PASSAGE TO READ:
|---|

A primary goal of public transit is to connect people to jobs, goods, services, and other essentials on a daily basis. Historically, ridership has been the focus of how transit agencies have communicated their success and public value. Burgeoning awareness and acknowledgment of the inequities tied to race, ethnicity, national origin, physical ability, income, age, and gender in communities is prompting transit agencies to carefully consider how service decisions affect diverse communities.
Transit agencies across the United States have started to measure progress and performance in new ways that capture levels of investment in service and the rider experience. They have also started to investigate whether differences exist in experience across demographic groups. In recent years, the impact of the COVID-19 pandemic and an acknowledgment of disparities in access to essential services and connections to opportunity added pressure to adopt new goals and performance measures, in particular, to track the efficiency of systems facing lower ridership and the need to serve essential employees and trip purposes.
Several transit agencies have shifted services and enhanced performance tracking in recent years, continuing to explore non-traditional performance measures and the means to emphasize their importance by linking the results to funding. With several years of non-traditional performance indicator tracking underway, an early understanding of COVID-19 impacts, and the continued emergence of new service models, the industry is at a key point in understanding and documenting current practices, hence this synthesis project.

|---|

(Stored data entries)
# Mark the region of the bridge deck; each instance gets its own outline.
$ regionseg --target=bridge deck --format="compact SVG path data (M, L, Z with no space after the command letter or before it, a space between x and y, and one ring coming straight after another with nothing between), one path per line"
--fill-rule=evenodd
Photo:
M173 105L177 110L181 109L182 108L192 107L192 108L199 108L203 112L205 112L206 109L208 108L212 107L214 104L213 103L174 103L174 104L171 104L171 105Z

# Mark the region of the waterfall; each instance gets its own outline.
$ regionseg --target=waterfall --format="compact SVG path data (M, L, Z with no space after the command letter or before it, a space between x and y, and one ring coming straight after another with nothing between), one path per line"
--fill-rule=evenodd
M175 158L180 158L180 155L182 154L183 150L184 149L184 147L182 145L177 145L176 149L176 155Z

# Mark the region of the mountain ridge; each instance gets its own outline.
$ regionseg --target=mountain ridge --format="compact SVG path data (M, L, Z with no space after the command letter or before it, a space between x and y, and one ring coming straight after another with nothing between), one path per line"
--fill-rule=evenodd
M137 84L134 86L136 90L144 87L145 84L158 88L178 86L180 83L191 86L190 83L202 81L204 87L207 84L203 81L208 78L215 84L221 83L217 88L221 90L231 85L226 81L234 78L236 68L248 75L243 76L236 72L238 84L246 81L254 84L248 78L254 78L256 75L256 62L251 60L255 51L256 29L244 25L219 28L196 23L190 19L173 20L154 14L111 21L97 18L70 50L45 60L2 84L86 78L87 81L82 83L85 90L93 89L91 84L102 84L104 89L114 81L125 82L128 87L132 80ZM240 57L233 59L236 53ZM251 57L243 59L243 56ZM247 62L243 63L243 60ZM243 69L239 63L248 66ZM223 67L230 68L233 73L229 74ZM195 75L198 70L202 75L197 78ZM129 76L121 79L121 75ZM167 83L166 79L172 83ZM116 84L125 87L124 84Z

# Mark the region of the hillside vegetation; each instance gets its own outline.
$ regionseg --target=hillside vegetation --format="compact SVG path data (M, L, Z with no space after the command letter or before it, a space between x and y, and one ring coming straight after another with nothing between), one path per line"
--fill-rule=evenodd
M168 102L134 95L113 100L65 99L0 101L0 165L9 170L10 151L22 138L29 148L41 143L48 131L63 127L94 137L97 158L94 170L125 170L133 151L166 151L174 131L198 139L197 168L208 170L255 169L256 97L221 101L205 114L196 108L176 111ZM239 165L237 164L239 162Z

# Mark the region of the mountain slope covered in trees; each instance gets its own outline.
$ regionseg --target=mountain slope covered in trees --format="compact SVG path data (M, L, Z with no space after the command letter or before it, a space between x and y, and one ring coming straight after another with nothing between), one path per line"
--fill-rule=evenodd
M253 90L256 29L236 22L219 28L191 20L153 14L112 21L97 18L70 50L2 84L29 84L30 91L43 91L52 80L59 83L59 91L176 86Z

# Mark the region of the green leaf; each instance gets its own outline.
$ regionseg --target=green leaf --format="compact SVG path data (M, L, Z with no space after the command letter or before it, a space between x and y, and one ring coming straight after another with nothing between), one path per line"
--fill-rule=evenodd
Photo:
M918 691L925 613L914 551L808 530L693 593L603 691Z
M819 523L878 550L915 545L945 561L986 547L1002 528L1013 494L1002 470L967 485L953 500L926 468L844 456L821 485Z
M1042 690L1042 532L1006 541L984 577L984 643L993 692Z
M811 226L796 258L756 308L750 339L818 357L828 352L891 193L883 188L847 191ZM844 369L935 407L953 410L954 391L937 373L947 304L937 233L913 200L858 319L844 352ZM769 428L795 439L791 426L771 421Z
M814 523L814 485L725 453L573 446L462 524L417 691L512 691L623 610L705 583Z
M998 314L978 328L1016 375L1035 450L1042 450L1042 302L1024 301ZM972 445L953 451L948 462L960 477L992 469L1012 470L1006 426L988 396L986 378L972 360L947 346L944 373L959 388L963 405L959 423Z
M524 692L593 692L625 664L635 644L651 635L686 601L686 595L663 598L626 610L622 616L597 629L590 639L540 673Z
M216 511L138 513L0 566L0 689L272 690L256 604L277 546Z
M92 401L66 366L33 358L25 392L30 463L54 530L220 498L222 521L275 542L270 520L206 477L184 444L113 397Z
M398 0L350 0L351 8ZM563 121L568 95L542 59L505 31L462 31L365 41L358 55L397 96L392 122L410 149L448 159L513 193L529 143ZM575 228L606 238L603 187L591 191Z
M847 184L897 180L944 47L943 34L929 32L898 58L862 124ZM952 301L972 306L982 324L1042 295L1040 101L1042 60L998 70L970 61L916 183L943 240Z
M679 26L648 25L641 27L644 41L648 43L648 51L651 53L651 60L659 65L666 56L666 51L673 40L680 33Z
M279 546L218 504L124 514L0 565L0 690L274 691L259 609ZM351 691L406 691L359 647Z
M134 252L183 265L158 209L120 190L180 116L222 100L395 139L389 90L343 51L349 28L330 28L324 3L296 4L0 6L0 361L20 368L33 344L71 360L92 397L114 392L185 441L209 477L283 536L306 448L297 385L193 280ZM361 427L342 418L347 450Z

|---|

WHAT YOU HAVE TO DO: Extract the part of the passage on transit performance measures that begins at the words "A primary goal" and stops after "affect diverse communities.". Rely only on the passage on transit performance measures, not on the listing.

WRITTEN SOLUTION:
A primary goal of public transit is to connect people to jobs, goods, services, and other essentials on a daily basis. Historically, ridership has been the focus of how transit agencies have communicated their success and public value. Burgeoning awareness and acknowledgment of the inequities tied to race, ethnicity, national origin, physical ability, income, age, and gender in communities is prompting transit agencies to carefully consider how service decisions affect diverse communities.